**Your task:** Could you write the entries out again, exactly as they appear?

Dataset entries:
---+---

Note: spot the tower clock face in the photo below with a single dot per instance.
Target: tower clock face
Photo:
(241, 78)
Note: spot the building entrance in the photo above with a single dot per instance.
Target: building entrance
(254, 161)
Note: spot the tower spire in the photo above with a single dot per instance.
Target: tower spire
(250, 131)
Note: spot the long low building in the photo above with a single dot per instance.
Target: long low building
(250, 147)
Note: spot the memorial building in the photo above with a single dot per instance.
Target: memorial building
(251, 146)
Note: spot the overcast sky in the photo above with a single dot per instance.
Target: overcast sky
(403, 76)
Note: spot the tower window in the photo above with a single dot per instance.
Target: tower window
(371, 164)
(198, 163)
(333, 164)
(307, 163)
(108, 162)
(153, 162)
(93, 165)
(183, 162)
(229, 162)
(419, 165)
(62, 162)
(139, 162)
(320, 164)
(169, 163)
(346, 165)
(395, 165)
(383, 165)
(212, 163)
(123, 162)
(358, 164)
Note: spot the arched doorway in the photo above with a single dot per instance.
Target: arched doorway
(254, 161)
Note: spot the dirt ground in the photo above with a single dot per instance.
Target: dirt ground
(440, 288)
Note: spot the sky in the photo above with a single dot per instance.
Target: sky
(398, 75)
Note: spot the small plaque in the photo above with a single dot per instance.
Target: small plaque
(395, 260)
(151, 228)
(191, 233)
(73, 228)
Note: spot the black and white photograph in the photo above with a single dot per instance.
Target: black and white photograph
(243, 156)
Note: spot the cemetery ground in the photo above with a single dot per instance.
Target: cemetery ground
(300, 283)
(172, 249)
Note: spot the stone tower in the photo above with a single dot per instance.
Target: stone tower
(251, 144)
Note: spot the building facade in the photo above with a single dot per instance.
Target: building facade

---+---

**Exercise response:**
Note: spot the tower clock face in the photo below with a single dot per instance.
Target: tower clock face
Photo:
(241, 78)
Note: spot the building entrance in the photo above with a single dot per instance.
Target: building entrance
(254, 161)
Note: spot the tower spire in the photo above with a single dot per instance.
Target: tower spire
(250, 131)
Note: spot the long low building in the photo above with a single dot per instance.
Target: long low building
(250, 147)
Note: spot the memorial building in the photo above with a single dot per instance.
Target: memorial building
(251, 146)
Note: spot the overcast sky in the photo above with a single dot per instance.
Target: overcast sky
(403, 76)
Note: spot the tower window in the photo above with a single dot per instance.
Target: tower window
(371, 164)
(198, 163)
(333, 164)
(307, 163)
(108, 162)
(153, 162)
(93, 165)
(183, 162)
(229, 162)
(419, 165)
(62, 162)
(139, 162)
(320, 164)
(169, 163)
(346, 165)
(395, 165)
(383, 165)
(212, 163)
(123, 162)
(358, 164)
Note: spot the arched doorway in the photo above with a single dot per instance.
Target: arched doorway
(254, 161)
Note: spot the dirt ground in the photo above with a single dot per instance.
Target: dirt ground
(440, 288)
Note: spot the sky in the photo above with a single dot per instance.
Target: sky
(398, 75)
Note: spot the small plaque in the photo above with a single dot per instance.
Target: small plaque
(395, 260)
(151, 228)
(191, 233)
(73, 228)
Note: spot the black and white photograph in the photo above with a single dot per instance.
Target: black and white photograph
(243, 156)
Note: spot the cemetery ground in the photo above with a single dot per instance.
Target: cemetery ground
(300, 283)
(172, 249)
Note: spot the stone tower in the photo above with a single dot per instance.
Target: stone tower
(251, 144)
Note: spot the building facade in the photo above with a single dot per instance.
Target: building facade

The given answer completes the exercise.